>> START Reading text

From a commencement date the Department for Business and Trade has signalled for April 2027, the long-standing right of small and micro-entity companies to file abridged or filleted accounts at Companies House will be withdrawn. Every active company will have to file a full profit-and-loss account, every set of accounts will have to be delivered in software-tagged iXBRL, and the multi-version filing regime that filers and accountants have built workflows around since 2008 will be collapsed into a single route.
On the Companies House register at the end of 2025, the small-company population sat at roughly 3.1 million active entities, with a further 1.0 million classified as micro under section 384A of the Companies Act 2006. Around three quarters of those, on the registrar's own filing-mix data, currently deliver some form of reduced accounts. That is the population the reforms are aimed at — and the population about to lose its principal disclosure carve-out.
What is actually changing
A reminder of the regime ECCTA is dismantling. Under the existing Part 15 of the Companies Act 2006, a company that meets the small-company thresholds in section 382 (post-April 2025: turnover not more than £15 million, balance-sheet total not more than £7.5 million, headcount not more than 50, satisfying two of the three) can:
- File an abridged balance sheet and abridged P&L if all members consent — fewer line items, no segmental analysis.
- File filleted accounts that omit the profit-and-loss account and directors' report from the public copy entirely, sending only the balance sheet and notes to the registrar.
- Claim the small-company audit exemption under section 477 if it also meets the audit thresholds.
Micro-entities under section 384A (turnover not more than £1 million, balance sheet not more than £500,000, headcount not more than 10) can go further still: a stripped-down balance sheet, no directors' report, no notes beyond the prescribed minimum.
ECCTA leaves the thresholds alone — the April 2025 uplift handled those — but rewrites the filing options. After commencement:
- The option to file abridged accounts will be abolished. Section 444(2A) of the Companies Act 2006, the source of that right, is repealed.
- The right to omit the profit-and-loss account from the public copy — the so-called filleting under section 444(1)(b) — is abolished.
- Every small and micro-entity company will have to file a full P&L on the public register, alongside the balance sheet, notes, and directors' report.
- Accounts will be iXBRL-tagged software-only filings. Paper filings, web filings via the legacy WebFiling service, and the joint Companies House / HMRC service in its current form will end.
- The right to claim audit exemption is retained, but companies must include an explicit eligibility statement on the balance sheet identifying which exemption they are claiming and confirming directors' acknowledgement of their duties.
The scaffolding for this sits in the Companies (Accounts and Reports) Regulations 2024 consultation response published in autumn 2025; the operational guidance is being phased through Companies House's transition programme, and software vendors have been given the schema definitions for the iXBRL taxonomies.

>> END Reading text

**To be done:**
1. Reproduce a passage of the filing reforms text word for word, starting at the words "- File filleted" and ending after "the audit thresholds.".
2. According to the filing reforms text, what is the turnover limit for a micro-entity under section 384A?
Work from the filing reforms text alone, with no outside sources.

>> START Collected data

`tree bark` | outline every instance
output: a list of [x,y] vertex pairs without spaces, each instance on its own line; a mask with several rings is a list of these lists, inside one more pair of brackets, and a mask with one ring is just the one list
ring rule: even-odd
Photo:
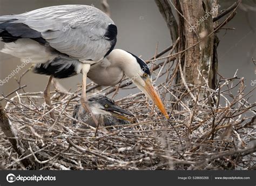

>> END Collected data

**Problem solutions:**
1.
- File filleted accounts that omit the profit-and-loss account and directors' report from the public copy entirely, sending only the balance sheet and notes to the registrar.
- Claim the small-company audit exemption under section 477 if it also meets the audit thresholds.

2. Not more than £1 million.